Brano di riferimento:
La “titolarità effettiva” identifica chi, in ultima istanza, possiede, controlla e trae profitto da un peschereccio o da un’intera compagnia di pesca, anche se non compare nei registri ufficiali. Spesso si tratta di persone fisiche o aziende che, per convenienza o per evitare sanzioni, operano tramite società fittizie registrate in Paesi terzi, noti per normative permissive e controlli scarsi: le cosiddette bandiere di comodo.

Secondo Oceana, molti operatori europei aggirano così le regole comunitarie, continuando a beneficiare del pescato ottenuto fuori dai radar normativi dell’Unione. Il risultato è una flotta d’altura europea molto più estesa di quanto appaia nei dati ufficiali. Se si includono le imbarcazioni con bandiere estere ma controllate da soggetti UE, le dimensioni della flotta sarebbero più che raddoppiate.

Il problema non è solo quantitativo. È sistemico. Il diritto dell’Unione vieta espressamente a cittadini e aziende europee di finanziare o trarre vantaggio da attività di pesca illegale, ovunque avvengano. Tuttavia, attualmente non esiste alcun obbligo di dichiarare interessi economici in pescherecci registrati fuori dall’UE. Questo vuoto normativo rende praticamente impossibile risalire al vero proprietario di una nave coinvolta in attività non conformi.

Righe da elaborare:

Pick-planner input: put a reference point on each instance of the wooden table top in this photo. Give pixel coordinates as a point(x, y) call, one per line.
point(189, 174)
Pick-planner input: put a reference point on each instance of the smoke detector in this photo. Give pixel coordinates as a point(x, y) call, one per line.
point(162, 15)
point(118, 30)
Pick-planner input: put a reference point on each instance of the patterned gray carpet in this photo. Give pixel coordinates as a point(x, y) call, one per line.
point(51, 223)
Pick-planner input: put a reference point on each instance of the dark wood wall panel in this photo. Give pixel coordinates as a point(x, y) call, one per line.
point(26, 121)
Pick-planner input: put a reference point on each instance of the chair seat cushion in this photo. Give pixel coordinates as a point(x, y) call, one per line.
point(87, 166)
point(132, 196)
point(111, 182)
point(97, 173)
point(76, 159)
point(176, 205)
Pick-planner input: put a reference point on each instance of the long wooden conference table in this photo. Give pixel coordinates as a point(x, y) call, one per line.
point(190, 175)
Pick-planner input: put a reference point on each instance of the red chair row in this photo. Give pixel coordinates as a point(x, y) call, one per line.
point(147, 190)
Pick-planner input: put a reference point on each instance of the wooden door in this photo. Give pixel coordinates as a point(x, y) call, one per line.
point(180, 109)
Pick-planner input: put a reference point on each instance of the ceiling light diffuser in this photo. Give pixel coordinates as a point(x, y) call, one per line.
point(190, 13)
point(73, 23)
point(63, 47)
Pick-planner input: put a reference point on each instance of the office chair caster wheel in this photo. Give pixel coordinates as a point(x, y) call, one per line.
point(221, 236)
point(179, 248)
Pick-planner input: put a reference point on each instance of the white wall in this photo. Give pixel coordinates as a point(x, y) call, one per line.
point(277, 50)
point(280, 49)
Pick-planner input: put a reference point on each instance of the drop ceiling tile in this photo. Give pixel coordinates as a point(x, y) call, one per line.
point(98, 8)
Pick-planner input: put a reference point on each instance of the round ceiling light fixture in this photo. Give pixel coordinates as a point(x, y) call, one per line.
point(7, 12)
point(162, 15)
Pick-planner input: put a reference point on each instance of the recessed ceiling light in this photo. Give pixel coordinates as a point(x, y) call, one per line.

Compiti da svolgere:
[A] Puoi riportare come lista JSON di stringhe le righe che partono da quella con "of the ceiling" e proseguono fino a quella con "point(179, 248)", entrambe incluse, una stringa per ogni riga e tralasciando quelle vuote?
[B] Come prosegue il brano sulla titolarità effettiva dei pescherecci? Scrivine il seguito a partire dall'ultima frase riportata.

Elenco risposte:
[A]
[
  "Pick-planner input: put a reference point on each instance of the ceiling light diffuser in this photo. Give pixel coordinates as a point(x, y) call, one per line.",
  "point(190, 13)",
  "point(73, 23)",
  "point(63, 47)",
  "Pick-planner input: put a reference point on each instance of the office chair caster wheel in this photo. Give pixel coordinates as a point(x, y) call, one per line.",
  "point(221, 236)",
  "point(179, 248)"
]

[B]
Il meccanismo è già stato osservato in casi concreti. Una nave sorpresa a pescare illegalmente nell’Oceano Indiano, ad esempio, può risultare intestata a una società registrata in una piccola isola. Il legale rappresentante è un intermediario locale privo di potere decisionale. I profitti, però, tornano a un soggetto europeo che resta giuridicamente intoccabile, perché non compare in alcun registro pubblico consultabile dalle autorità.

In questo scenario, invocare la trasparenza sulla titolarità effettiva nel settore della pesca non è un esercizio accademico, ma una priorità per la tenuta del sistema. Oceana chiede agli Stati membri di introdurre l’obbligo per cittadini e imprese di dichiarare ogni interesse – legale, finanziario o operativo – in imbarcazioni battenti bandiere extra-UE. E chiede alla Commissione europea di creare una banca dati unica e accessibile, in grado di raccogliere e rendere pubbliche queste informazioni.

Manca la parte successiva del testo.